Reputation: 33
I am trying to convert plain text into links, hashtags and @tags. I have managed to partially do this, but can't find any way of differentiating between a hashtag and a link containing a hash.
I'm new to using regex so it may be a bit messy!
//link
$message = preg_replace('/((http(s)?)(\:\/\/)|(www\.))([a-zA-Z0-9_\-\.\/\&\%\?\=\+\#\:\;\~\[\]\!\,\@\$\'\(\)\*]+)/', '<a href="http$3://$5$6">$0</a>', $message );
//handle
$message = preg_replace('/[@]+([A-Za-z0-9-_]+)/', '<a href="#$1">$1</a>', $message );
//hashtag
$message = preg_replace('/[#]+([A-Za-z0-9-_]+)/', '<a href="#$1">$1</a>', $message );
The plain text converts to a link as desired, and then breaks at the point of the hash.
Desired text:
www.hello.com/about_us/test%20page/test-page.php#header?this=12345&that=YES
Actual text:
header?this=12345&that=YES">www.hello.com/about_us/test%20page/test-page.php#header?this=12345&that=YES
Is there any way of checking if the hash is part of a URL before converting it to a hashtag?
Upvotes: 2
Views: 296
Reputation: 33
A solution that worked for me:
$message = preg_replace('/^(?<!http)^(?<!www\.)[#]+([A-Za-z0-9-_]+)/', '<a href="#$1">$1</a>', $message );//#hashtag
Upvotes: 1
Reputation: 766
Your regex for hashtag is this:
/[#]+([A-Za-z0-9-_]+)/
Your stated goal is to make sure it's not part of a URL, which you identify by:
/https?\:\/\//
You can try to use a negative look-behind:
/(?<!https?\:\/\/)[^#]*[#]+([A-Za-z0-9-_]+)
This is not enough for all general cases, but it sounds like you're trying to solve a problem within a scope under your control (a text file you own or something) so hopefully this well help you.
Upvotes: 2

• _RECORDED INFORMATION_:
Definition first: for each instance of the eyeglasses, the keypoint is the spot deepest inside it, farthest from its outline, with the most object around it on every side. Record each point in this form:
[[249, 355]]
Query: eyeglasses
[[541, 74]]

• _TASK INSTRUCTIONS_:
A. In the hashtag regex thread, list the comment labels that precede the three preg_replace lines in the first post's code.
B. Reproduce the hashtag regex thread word for word, from "I'm new to using" up to and including "to a hashtag?".
C. Summarize the hashtag regex thread in two sentences.
The material has no connection to the hashtag regex thread.

• _REPLIES_:
A. //link, //handle, //hashtag

B.
I'm new to using regex so it may be a bit messy!
//link
$message = preg_replace('/((http(s)?)(\:\/\/)|(www\.))([a-zA-Z0-9_\-\.\/\&\%\?\=\+\#\:\;\~\[\]\!\,\@\$\'\(\)\*]+)/', '<a href="http$3://$5$6">$0</a>', $message );
//handle
$message = preg_replace('/[@]+([A-Za-z0-9-_]+)/', '<a href="#$1">$1</a>', $message );
//hashtag
$message = preg_replace('/[#]+([A-Za-z0-9-_]+)/', '<a href="#$1">$1</a>', $message );
The plain text converts to a link as desired, and then breaks at the point of the hash.
Desired text:
www.hello.com/about_us/test%20page/test-page.php#header?this=12345&that=YES
Actual text:
header?this=12345&that=YES">www.hello.com/about_us/test%20page/test-page.php#header?this=12345&that=YES
Is there any way of checking if the hash is part of a URL before converting it to a hashtag?

C. A poster uses preg_replace patterns to turn plain text into links, @tags, and hashtags, but the hashtag pattern also catches the hash inside a URL, so the link breaks at that point. The replies offer a pattern with negative look-behinds for "http" and "www." and a pattern with a negative look-behind for "https?://", and the second is described as not enough for all general cases.